■ ИСХОДНЫЙ ТЕКСТ ■
--

Век учись, умрешь невеждой.
Вечно жив одной надеждой,
Что развиднется потом.
Притулился где-то между
Пропастями утлый дом,
Где живу с неясной целью
Под раскидистою елью,
Чтоб в тени ее густой
Заниматься канителью
Жизни сложной и простой.

          Всю жизнь пытаюсь ответить на постоянное «зачем»: зачем живу? чего хочу? – вопросы, которыми терзала себя со студенческого возраста. Но они не исчезли и позже. Вот что писала в конце 70-х:
          «Кто проклял душу мою, превратив ее в «летучего голландца?» Что заставляет меня метаться в непостижимом поле, из которого не вырваться и в котором нет магнита, чтобы прильнуть к нему и не метаться больше? Ох, что говорю? Не магнит ли наш дом? Не праздник ли наши дети в пестрых панамках на летнем лугу? Звуки, запахи, краски, лица – драгоценные узоры судьбы, но они хрупки и постоянно распадаются, образуя новые:

Все в воздухе висит.

--

■ НАБОР ДАННЫХ ■

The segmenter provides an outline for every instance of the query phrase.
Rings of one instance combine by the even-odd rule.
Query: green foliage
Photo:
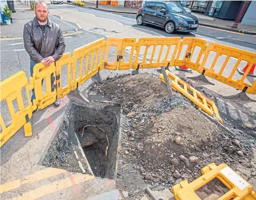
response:
[[[7,5],[5,5],[5,7],[4,8],[4,10],[3,11],[3,13],[4,13],[4,16],[5,16],[5,17],[6,17],[7,20],[11,19],[11,17],[12,17],[12,12]]]

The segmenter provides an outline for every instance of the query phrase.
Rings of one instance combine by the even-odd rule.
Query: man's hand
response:
[[[41,62],[44,64],[44,65],[46,65],[46,64],[45,63],[45,60],[44,60],[44,59],[43,59],[43,60],[41,60]]]
[[[50,65],[52,62],[54,62],[55,61],[52,56],[47,57],[47,58],[44,58],[43,60],[44,60],[45,62],[45,65],[47,67]]]

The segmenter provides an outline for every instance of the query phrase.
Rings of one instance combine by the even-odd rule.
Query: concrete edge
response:
[[[218,28],[219,29],[230,30],[230,31],[233,31],[233,32],[242,33],[244,33],[244,34],[248,34],[248,35],[256,35],[256,32],[249,32],[249,31],[246,31],[242,30],[235,30],[235,29],[232,29],[232,28],[225,28],[225,27],[222,27],[222,26],[214,26],[214,25],[211,25],[208,24],[199,23],[199,25],[208,26],[208,27],[212,27],[212,28]]]

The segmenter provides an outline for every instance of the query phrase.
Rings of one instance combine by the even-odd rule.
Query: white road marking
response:
[[[123,24],[120,23],[119,22],[117,22],[117,21],[116,21],[116,20],[114,20],[114,19],[107,19],[107,18],[104,18],[104,17],[97,17],[97,18],[101,18],[102,19],[104,19],[112,20],[113,20],[113,21],[114,21],[114,22],[116,22],[117,23],[118,23],[118,24],[121,24],[121,25],[123,25]]]

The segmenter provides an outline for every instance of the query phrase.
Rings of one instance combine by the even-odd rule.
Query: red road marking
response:
[[[53,123],[53,121],[52,120],[52,118],[51,117],[48,117],[47,118],[47,120],[48,120],[48,122],[49,122],[49,124],[51,125],[51,128],[52,128],[52,130],[54,131],[55,129],[55,125]]]
[[[72,174],[71,174],[70,173],[67,174],[67,176],[69,177],[70,181],[72,182],[73,184],[73,187],[74,188],[74,193],[76,194],[76,196],[80,196],[80,194],[78,193],[78,191],[77,190],[77,186],[76,185],[76,184],[75,182],[75,180],[74,180],[74,178],[72,176]]]

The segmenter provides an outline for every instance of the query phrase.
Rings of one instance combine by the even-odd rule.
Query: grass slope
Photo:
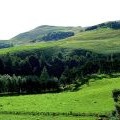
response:
[[[93,31],[81,32],[73,37],[60,41],[39,42],[6,49],[1,49],[0,54],[18,51],[30,51],[47,47],[61,47],[69,49],[86,49],[97,53],[118,53],[120,52],[120,30],[108,28]]]
[[[115,88],[120,88],[120,78],[91,80],[77,92],[1,97],[0,111],[104,114],[114,110]]]
[[[13,43],[19,44],[19,43],[28,43],[32,40],[40,40],[43,35],[46,35],[51,32],[75,32],[78,33],[82,30],[82,27],[63,27],[63,26],[48,26],[43,25],[39,26],[33,30],[30,30],[25,33],[21,33],[14,38],[10,39]]]

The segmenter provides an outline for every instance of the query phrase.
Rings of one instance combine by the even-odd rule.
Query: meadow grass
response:
[[[0,115],[0,120],[95,120],[95,117]]]
[[[91,81],[77,92],[1,97],[0,111],[108,113],[114,110],[115,88],[120,78]]]

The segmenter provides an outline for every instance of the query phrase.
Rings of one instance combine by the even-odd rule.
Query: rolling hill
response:
[[[81,30],[83,30],[82,27],[62,27],[62,26],[42,25],[28,32],[21,33],[10,40],[12,40],[13,43],[22,44],[22,43],[29,43],[35,41],[42,41],[42,37],[44,35],[53,32],[79,33]]]

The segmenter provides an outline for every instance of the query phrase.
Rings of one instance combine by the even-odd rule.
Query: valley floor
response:
[[[97,114],[107,114],[114,110],[112,90],[115,88],[120,88],[119,77],[91,79],[89,86],[84,85],[76,92],[0,97],[0,119],[94,120]],[[42,112],[65,113],[65,115],[37,115]],[[93,117],[67,116],[66,113],[79,113]]]

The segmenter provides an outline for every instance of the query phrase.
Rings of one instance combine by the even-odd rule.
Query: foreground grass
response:
[[[0,120],[95,120],[94,117],[0,115]]]
[[[77,92],[1,97],[0,111],[108,113],[114,109],[115,88],[120,88],[120,78],[93,80]]]

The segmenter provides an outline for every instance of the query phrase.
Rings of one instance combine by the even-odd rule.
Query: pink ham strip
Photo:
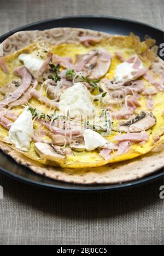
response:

--

■ ПОСТАНОВКА ЗАДАЧИ A ■
Определите, соответствуют ли исходному тексту утверждения: (i) вопросы «зачем живу? чего хочу?» мучают рассказчика со студенческого возраста; (ii) дом в стихотворении стоит под раскидистой сосной; (iii) запись, приведенная в кавычках, сделана в конце 80-х. Для каждого дайте ответ «да» или «нет» и точную цитату из текста, которая это решает.
■ ПОСТАНОВКА ЗАДАЧИ B ■
Перечислите всё, что исходный текст называет «драгоценные узоры судьбы».
■ ПОСТАНОВКА ЗАДАЧИ C ■
Напишите продолжение исходного текста о поисках смысла жизни, начиная после строки «Все в воздухе висит.».
Листинг здесь ни для чего не используется.

■ ПИСЬМЕННЫЙ ОТВЕТ A ■
(i) Да: «вопросы, которыми терзала себя со студенческого возраста».
(ii) Нет: «Под раскидистою елью».
(iii) Нет: «Вот что писала в конце 70-х».

■ ПИСЬМЕННЫЙ ОТВЕТ B ■
Звуки, запахи, краски, лица.

■ ПИСЬМЕННЫЙ ОТВЕТ C ■
Фундамент – небылица,
Крылами машет птица,
И дождик моросит.

Все в воздухе: окно
И дерево, и крыша,
И говорят, и дышат,
И спят, когда темно...

          Нет ничего моего. Даже то, чему дала жизнь, принадлежит пространству. И, судорожно прижимая к груди дорогих и любимых, знаю – не удержу».
          «Пустоте, черноте, уходящим годам/ Из того, чем жива, ничего не отдам –/ Повторяю и слез не умею унять/ И теряю опять, и теряю опять...»
          Так существует ли хоть что-нибудь постоянное в этом непрерывно меняющемся мире, кроме пустоты, в которую все летит, и пространства, из которого все образуется? Хоть что-нибудь, на что можно опереться?

Ты сброшен в пропасть – ты рожден.
Ты ни к чему не пригвожден,
Ты сброшен в пропасть, так лети.
Лети, цепляясь по пути
За край небесной синевы,
За горсть желтеющей травы,
За луч, что меркнет, помелькав,
За чей-то локоть и рукав.

          И все же дыхание бездны – не единственное, что ощущала. «Тайна», – так называлось одно из самых первых моих полудетских стихотворений: «А тайна, когда просыпаешься утром,/ Весь город в снегу. Седоватый и мудрый.../ А тайна, когда в этом мареве снежном/ Прохожий посмотрит задорно и нежно...»
          Предчувствие неведомого смысла, непостижимого ответа на все вопросы, намек на нечто большее, чем зримый мир – как жить без этого?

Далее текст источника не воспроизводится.